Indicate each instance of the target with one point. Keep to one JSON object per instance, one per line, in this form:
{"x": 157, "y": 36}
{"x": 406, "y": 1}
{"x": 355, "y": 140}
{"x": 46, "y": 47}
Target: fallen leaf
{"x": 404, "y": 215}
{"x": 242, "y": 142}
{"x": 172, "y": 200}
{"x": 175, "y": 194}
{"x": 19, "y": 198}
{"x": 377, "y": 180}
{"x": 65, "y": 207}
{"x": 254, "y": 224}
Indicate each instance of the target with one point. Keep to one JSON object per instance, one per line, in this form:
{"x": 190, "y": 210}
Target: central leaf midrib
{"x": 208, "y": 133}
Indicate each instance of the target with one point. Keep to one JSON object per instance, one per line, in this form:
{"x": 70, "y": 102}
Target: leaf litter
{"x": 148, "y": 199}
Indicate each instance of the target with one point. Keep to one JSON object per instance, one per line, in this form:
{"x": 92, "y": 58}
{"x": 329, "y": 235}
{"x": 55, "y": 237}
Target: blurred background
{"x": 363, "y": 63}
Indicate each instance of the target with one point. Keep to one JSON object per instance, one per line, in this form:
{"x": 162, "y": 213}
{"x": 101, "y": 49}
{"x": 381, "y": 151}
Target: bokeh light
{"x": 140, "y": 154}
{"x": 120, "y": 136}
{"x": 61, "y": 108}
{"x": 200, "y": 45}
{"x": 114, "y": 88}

========

#### [Aim of the task]
Render every line of the records above as a Markdown table, leaving out blank lines. Use a Row column for the row number and a Line column for the line itself.

#### [Task answer]
| Row | Line |
|---|---|
| 1 | Indicate each instance of the target with one point. Keep to one JSON object per instance, one per line, in this form: |
| 2 | {"x": 157, "y": 36} |
| 3 | {"x": 406, "y": 1} |
| 4 | {"x": 355, "y": 140} |
| 5 | {"x": 46, "y": 47} |
| 6 | Target: fallen leaf |
| 7 | {"x": 404, "y": 215} |
| 8 | {"x": 242, "y": 142} |
| 9 | {"x": 172, "y": 200} |
| 10 | {"x": 175, "y": 194} |
| 11 | {"x": 19, "y": 198} |
| 12 | {"x": 377, "y": 180} |
| 13 | {"x": 65, "y": 207} |
| 14 | {"x": 254, "y": 224} |
| 15 | Indicate each instance of the target with one point. Keep to one JSON object per instance, one per line, in this form: |
| 16 | {"x": 190, "y": 210} |
| 17 | Target: central leaf midrib |
| 18 | {"x": 208, "y": 133} |
| 19 | Indicate each instance of the target with one point. Keep to one JSON object per instance, one per line, in this form: |
| 20 | {"x": 70, "y": 102} |
| 21 | Target: leaf litter |
| 22 | {"x": 148, "y": 199} |
| 23 | Indicate each instance of the target with one point. Keep to one JSON object per instance, one per line, in this form: |
| 24 | {"x": 92, "y": 58} |
| 25 | {"x": 329, "y": 235} |
| 26 | {"x": 55, "y": 237} |
| 27 | Target: blurred background |
| 28 | {"x": 363, "y": 63} |
| 29 | Indicate each instance of the target with one point. Keep to one JSON object per instance, one per line, in this form: |
| 30 | {"x": 162, "y": 213} |
| 31 | {"x": 101, "y": 49} |
| 32 | {"x": 381, "y": 151} |
| 33 | Target: bokeh light |
| 34 | {"x": 140, "y": 154} |
| 35 | {"x": 120, "y": 136} |
| 36 | {"x": 61, "y": 108} |
| 37 | {"x": 200, "y": 45} |
| 38 | {"x": 114, "y": 88} |